| RECORDS SUPPLIED |
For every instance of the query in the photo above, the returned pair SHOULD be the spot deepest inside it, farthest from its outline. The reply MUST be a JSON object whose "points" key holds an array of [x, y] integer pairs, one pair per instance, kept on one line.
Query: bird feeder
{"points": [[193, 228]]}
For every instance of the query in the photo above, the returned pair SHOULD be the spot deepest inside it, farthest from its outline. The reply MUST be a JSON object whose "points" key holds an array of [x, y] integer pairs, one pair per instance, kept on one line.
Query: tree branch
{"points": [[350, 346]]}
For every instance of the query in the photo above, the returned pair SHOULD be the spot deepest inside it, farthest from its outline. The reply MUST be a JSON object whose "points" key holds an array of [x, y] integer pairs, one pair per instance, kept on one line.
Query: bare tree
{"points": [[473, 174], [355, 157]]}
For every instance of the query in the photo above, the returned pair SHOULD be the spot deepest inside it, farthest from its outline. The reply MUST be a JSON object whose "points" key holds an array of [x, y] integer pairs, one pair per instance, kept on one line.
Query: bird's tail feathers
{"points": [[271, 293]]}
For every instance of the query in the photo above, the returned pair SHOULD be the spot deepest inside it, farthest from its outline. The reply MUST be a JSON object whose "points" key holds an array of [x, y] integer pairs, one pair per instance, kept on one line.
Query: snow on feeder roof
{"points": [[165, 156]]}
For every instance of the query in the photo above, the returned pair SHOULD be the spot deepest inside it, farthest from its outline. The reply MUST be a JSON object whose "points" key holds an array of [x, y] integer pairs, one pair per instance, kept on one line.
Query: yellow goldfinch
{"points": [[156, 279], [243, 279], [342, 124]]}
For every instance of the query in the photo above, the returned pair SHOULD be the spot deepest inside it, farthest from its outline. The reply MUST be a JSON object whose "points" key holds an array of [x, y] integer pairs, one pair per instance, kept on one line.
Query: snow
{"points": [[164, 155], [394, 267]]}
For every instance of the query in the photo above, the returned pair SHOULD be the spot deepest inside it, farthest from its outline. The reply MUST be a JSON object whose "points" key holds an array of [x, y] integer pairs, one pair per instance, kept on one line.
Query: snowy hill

| SET TASK |
Write out every record, exactly as written.

| ANSWER TO THE TASK |
For every instance of the query in the photo above, the returned pair SHOULD be the spot deepest inside it, farthest from its outline. The reply MUST be a JSON object whose "points" key holds an array of [x, y] integer pairs, one pair per instance, kept on one line.
Query: bird feeder
{"points": [[193, 228]]}
For every instance of the query in the photo above, the returned pair SHOULD be the spot deepest inside it, farthest from its outline. The reply MUST be a JSON object whose "points" key holds an array of [x, y] integer pairs, one pair per instance, kept on one line.
Query: tree branch
{"points": [[350, 346]]}
For every instance of the query in the photo above, the returned pair SHOULD be the spot deepest inside it, farthest from its outline. The reply MUST be a JSON object whose "points" key holds an array of [x, y] integer pairs, one pair per instance, kept on one line.
Query: bare tree
{"points": [[473, 174], [355, 157]]}
For every instance of the query in the photo above, the returned pair SHOULD be the spot deepest inside it, farthest from its outline. The reply MUST be a JSON object whose "points" key holds an array of [x, y] integer pairs, one pair per instance, kept on one line.
Query: bird's tail feathers
{"points": [[271, 293]]}
For every instance of the query in the photo above, the returned pair SHOULD be the spot deepest inside it, farthest from its outline. The reply MUST be a JSON object whose "points" key holds an array of [x, y] integer pairs, one pair per instance, kept on one line.
Query: snow on feeder roof
{"points": [[165, 156]]}
For every instance of the query in the photo above, the returned pair SHOULD be the spot deepest inside it, farthest from its outline. The reply MUST be a JSON object whose "points" key holds an array of [x, y] integer pairs, one pair per instance, kept on one line.
Query: yellow goldfinch
{"points": [[156, 279], [243, 279], [342, 124]]}
For every instance of the query in the photo above, the returned pair SHOULD be the spot deepest inside it, farthest from its outline. The reply MUST be a JSON object whose "points" key holds an array of [x, y] integer pairs, one pair per instance, kept on one line.
Query: snow
{"points": [[164, 155], [394, 267]]}
For every instance of the query in the photo above, the returned pair SHOULD be the spot deepest inside it, farthest from its outline. The reply MUST be a JSON object whose "points" key holds an array of [x, y] integer pairs, one pair per instance, kept on one line.
Query: snowy hill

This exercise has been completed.